To do
A verbatim reproduction of every entry is the expected answer.

[Dataset entries]

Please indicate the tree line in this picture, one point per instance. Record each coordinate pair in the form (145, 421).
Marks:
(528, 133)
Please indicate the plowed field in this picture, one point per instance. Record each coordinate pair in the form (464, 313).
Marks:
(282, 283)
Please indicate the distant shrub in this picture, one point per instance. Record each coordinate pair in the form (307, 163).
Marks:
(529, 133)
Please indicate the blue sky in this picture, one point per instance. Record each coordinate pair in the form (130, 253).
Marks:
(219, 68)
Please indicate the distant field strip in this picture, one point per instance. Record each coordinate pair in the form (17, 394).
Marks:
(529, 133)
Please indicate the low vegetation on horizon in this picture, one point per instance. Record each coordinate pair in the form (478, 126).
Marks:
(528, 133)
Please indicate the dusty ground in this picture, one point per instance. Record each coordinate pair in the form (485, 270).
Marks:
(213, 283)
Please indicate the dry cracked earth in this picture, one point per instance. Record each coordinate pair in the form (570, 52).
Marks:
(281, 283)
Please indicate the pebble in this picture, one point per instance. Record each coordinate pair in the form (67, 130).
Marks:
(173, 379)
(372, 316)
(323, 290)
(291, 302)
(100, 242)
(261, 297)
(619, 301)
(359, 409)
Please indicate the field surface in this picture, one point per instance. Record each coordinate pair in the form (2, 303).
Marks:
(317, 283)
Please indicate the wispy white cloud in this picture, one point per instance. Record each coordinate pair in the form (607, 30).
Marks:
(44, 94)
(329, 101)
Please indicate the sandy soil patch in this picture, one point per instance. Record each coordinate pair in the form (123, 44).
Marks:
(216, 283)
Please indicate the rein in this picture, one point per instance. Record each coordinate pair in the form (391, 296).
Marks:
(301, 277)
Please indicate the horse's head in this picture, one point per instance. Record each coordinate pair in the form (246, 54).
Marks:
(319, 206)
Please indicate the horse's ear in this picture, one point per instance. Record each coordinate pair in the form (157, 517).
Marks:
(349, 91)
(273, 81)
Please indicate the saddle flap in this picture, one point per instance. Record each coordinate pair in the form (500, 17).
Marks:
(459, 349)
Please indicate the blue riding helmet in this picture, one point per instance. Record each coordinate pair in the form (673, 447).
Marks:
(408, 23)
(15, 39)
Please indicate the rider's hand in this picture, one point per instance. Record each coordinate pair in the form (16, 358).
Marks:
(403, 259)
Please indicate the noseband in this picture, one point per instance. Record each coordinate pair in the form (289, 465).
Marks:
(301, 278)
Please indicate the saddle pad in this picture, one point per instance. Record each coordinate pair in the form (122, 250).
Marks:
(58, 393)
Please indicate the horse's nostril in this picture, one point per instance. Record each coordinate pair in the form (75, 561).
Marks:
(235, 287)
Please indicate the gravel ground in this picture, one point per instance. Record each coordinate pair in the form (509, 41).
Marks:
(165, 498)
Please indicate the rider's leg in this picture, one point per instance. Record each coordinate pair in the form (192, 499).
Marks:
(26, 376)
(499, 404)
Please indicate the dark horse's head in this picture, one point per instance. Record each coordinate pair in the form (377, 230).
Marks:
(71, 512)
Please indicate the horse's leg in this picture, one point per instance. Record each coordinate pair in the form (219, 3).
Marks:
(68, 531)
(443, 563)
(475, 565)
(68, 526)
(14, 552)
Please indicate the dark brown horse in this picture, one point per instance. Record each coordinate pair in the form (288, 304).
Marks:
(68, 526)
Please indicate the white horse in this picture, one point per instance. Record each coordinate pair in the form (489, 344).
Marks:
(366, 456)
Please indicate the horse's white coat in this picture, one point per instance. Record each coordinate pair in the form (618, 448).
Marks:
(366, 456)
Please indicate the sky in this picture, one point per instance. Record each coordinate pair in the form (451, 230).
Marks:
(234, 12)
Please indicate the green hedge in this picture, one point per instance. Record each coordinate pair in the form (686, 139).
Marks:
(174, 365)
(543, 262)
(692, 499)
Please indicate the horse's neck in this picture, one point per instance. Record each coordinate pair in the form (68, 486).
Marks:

Exercise output
Please indicate the tree line in this picture, one point per instance. Record each coordinate pair in the form (145, 421).
Marks:
(528, 133)
Please indicate the plowed field in this picture, one point per instance. Record each coordinate pair in the form (464, 313).
Marks:
(282, 283)
Please indicate the distant shrub in this picture, one point per instance. Record each coordinate pair in the form (307, 163).
Marks:
(529, 133)
Please indicate the blue sky in this picture, one point per instance. Record each coordinate pair in the form (130, 253).
Marks:
(219, 68)
Please indicate the distant field strip in this picture, one point per instance. Record each coordinate pair in the form (17, 394).
Marks:
(529, 133)
Please indicate the low vegetation on horizon in this picture, one point per instance. Record each coordinate pair in the form (478, 126).
Marks:
(528, 133)
Please indicate the dusty ground in this picture, one point per instance. Record each coordinate pair in the form (485, 270).
Marks:
(213, 283)
Please indicate the dry cracked earth in this picture, one point per instance. Record each coordinate pair in the form (570, 52).
Marks:
(281, 283)
Please indicate the pebble in this picture, one point per instance. Record each coordinate pair in the form (67, 130).
Marks:
(173, 379)
(372, 316)
(323, 290)
(291, 302)
(100, 242)
(261, 297)
(619, 301)
(359, 409)
Please indicate the field surface in this picture, one point per instance. Record each coordinate pair in the form (2, 303).
Marks:
(317, 283)
Please indicate the wispy white cloud in this picture, one point per instance. Record each coordinate pair in the form (607, 30).
Marks:
(44, 94)
(329, 101)
Please indicate the sandy soil patch in this picture, one point per instance. Record each coordinate pair in the form (123, 44).
Marks:
(216, 283)
Please indicate the rein in this picture, one point per instance. Record each coordinate pair in the form (391, 296).
Marks:
(301, 277)
Please indicate the horse's head in this picture, one point per instance. Record each coordinate pair in the form (246, 54).
Marks:
(319, 206)
Please indicate the horse's ear in this picture, one point per instance. Record each coordinate pair in the form (157, 517).
Marks:
(349, 91)
(273, 81)
Please indicate the saddle flap in this picture, one point per instance. Record each coordinate pair in the form (500, 17).
Marks:
(459, 349)
Please indicate the blue riding helmet in this picture, one point per instance. Record each coordinate pair in the form (673, 447).
Marks:
(408, 23)
(15, 39)
Please indicate the rider's hand in this picture, one point per instance. Record each coordinate pair in the form (16, 358).
Marks:
(403, 259)
Please indicate the noseband in this picture, one point per instance. Record each coordinate pair in the form (289, 465).
Marks:
(301, 278)
Please indicate the saddle pad in this picture, one point per instance. Record each coordinate pair in the form (122, 250).
Marks:
(58, 393)
Please indicate the horse's nostril in this picture, one point per instance. Record each coordinate pair in the form (75, 561).
Marks:
(235, 287)
Please indicate the gravel ground in this picture, one point per instance. Record each coordinate pair in the form (509, 41).
Marks:
(165, 498)
Please indicate the rider's leg in this picture, one point per instance. Record each coordinate pair in the form (192, 499).
Marks:
(26, 376)
(499, 404)
Please indicate the dark horse's head in this picture, one point per instance. Record each coordinate pair in the form (377, 230).
Marks:
(71, 512)
Please indicate the horse's leg in this picture, one point per instance. Record each coordinate pair in the form (219, 3).
Marks:
(68, 531)
(443, 563)
(475, 565)
(68, 526)
(14, 552)
Please indicate the dark brown horse in this picture, one point per instance. Record each coordinate pair in the form (288, 304).
Marks:
(68, 526)
Please indicate the white horse in this picture, one point per instance. Record each coordinate pair in the form (489, 344).
Marks:
(366, 456)
Please indicate the horse's white coat in this picture, one point per instance. Record each coordinate pair in the form (618, 448).
Marks:
(366, 456)
Please indicate the sky in this picture, one point per instance. Record each coordinate pair in the form (451, 230).
Marks:
(234, 12)
Please indicate the green hedge in this picture, one point per instance. Record each coordinate pair in the form (686, 139).
Marks:
(174, 365)
(543, 262)
(692, 499)
Please indicate the horse's neck in this picture, one point per instance. Record each coordinate pair in the form (68, 486).
Marks:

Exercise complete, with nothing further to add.